---------- Dataset entries

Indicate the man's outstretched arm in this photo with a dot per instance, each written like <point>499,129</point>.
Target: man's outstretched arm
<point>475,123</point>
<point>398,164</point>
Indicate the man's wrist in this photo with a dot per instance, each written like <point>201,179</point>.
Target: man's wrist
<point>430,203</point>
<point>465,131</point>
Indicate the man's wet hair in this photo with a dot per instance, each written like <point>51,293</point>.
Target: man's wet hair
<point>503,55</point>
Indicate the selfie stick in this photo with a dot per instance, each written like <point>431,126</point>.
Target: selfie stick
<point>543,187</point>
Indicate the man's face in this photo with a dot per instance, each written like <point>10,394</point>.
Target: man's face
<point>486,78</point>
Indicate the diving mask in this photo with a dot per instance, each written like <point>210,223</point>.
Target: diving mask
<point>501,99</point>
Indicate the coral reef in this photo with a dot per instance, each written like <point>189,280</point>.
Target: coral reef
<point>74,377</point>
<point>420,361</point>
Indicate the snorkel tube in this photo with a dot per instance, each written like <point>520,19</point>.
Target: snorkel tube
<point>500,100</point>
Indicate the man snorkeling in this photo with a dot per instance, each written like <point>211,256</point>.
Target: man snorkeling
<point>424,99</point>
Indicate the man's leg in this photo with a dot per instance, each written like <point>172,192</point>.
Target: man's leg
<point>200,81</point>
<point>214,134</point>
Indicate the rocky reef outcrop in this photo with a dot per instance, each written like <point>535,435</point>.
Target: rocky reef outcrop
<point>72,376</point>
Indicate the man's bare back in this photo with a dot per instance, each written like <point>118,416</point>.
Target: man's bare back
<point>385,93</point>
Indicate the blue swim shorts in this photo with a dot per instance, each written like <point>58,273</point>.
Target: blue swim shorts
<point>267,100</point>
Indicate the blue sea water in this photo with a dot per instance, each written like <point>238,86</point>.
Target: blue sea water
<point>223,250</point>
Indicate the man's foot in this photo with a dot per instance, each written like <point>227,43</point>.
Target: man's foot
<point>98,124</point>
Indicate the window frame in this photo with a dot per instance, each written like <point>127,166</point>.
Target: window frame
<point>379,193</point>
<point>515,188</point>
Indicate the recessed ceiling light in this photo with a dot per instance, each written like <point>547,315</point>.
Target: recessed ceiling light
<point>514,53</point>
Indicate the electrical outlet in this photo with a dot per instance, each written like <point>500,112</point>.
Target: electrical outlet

--------------------

- _Directions_: Return the material in full, restating each entry word for word.

- _Solution for this task_:
Indicate the man's outstretched arm in this photo with a dot per instance, each written like <point>499,129</point>.
Target: man's outstretched arm
<point>475,123</point>
<point>398,164</point>
Indicate the man's wrist in this photo with a dot per instance, each written like <point>201,179</point>.
Target: man's wrist
<point>430,203</point>
<point>465,131</point>
Indicate the man's wet hair in this photo with a dot per instance, each written like <point>51,293</point>.
Target: man's wet hair
<point>503,55</point>
Indicate the selfie stick in this photo with a dot per instance, each written like <point>431,126</point>.
Target: selfie stick
<point>543,187</point>
Indicate the man's face in this photo with a dot per instance, each written like <point>10,394</point>.
Target: man's face
<point>486,78</point>
Indicate the diving mask in this photo with a dot per instance, each written like <point>210,223</point>.
Target: diving mask
<point>501,99</point>
Indicate the coral reef in this photo with a dot per instance, each written like <point>189,280</point>.
Target: coral reef
<point>74,377</point>
<point>420,361</point>
Indicate the snorkel tube in this photo with a dot per instance, each written like <point>520,19</point>.
Target: snorkel tube
<point>500,100</point>
Indicate the man snorkeling in this photo with a dot per instance, each written like <point>211,256</point>.
Target: man snorkeling
<point>424,99</point>
Indicate the man's leg in this photo with a dot per instance, each written like <point>172,192</point>.
Target: man's leg
<point>200,81</point>
<point>214,134</point>
Indicate the rocky reef outcrop in this photo with a dot per instance, each written like <point>535,435</point>.
Target: rocky reef outcrop
<point>72,376</point>
Indicate the man's bare back in this photo with a dot per instance, each written like <point>118,416</point>.
Target: man's bare back
<point>385,93</point>
Indicate the blue swim shorts in this photo with a dot per instance, each written like <point>58,273</point>.
Target: blue swim shorts
<point>267,100</point>
Indicate the blue sea water in this photo with a dot per instance, each written like <point>238,86</point>.
Target: blue sea water
<point>223,250</point>
Indicate the man's foot in this photo with a dot per instance, each written like <point>227,43</point>.
Target: man's foot
<point>98,124</point>
Indicate the window frame in this photo with a dot per instance, each written like <point>127,166</point>.
Target: window frame
<point>379,193</point>
<point>515,188</point>
Indicate the recessed ceiling light in this photo with a dot per instance, each written like <point>547,315</point>.
Target: recessed ceiling light
<point>514,53</point>
Indicate the electrical outlet in this photo with a dot per instance, each written like <point>500,112</point>.
Target: electrical outlet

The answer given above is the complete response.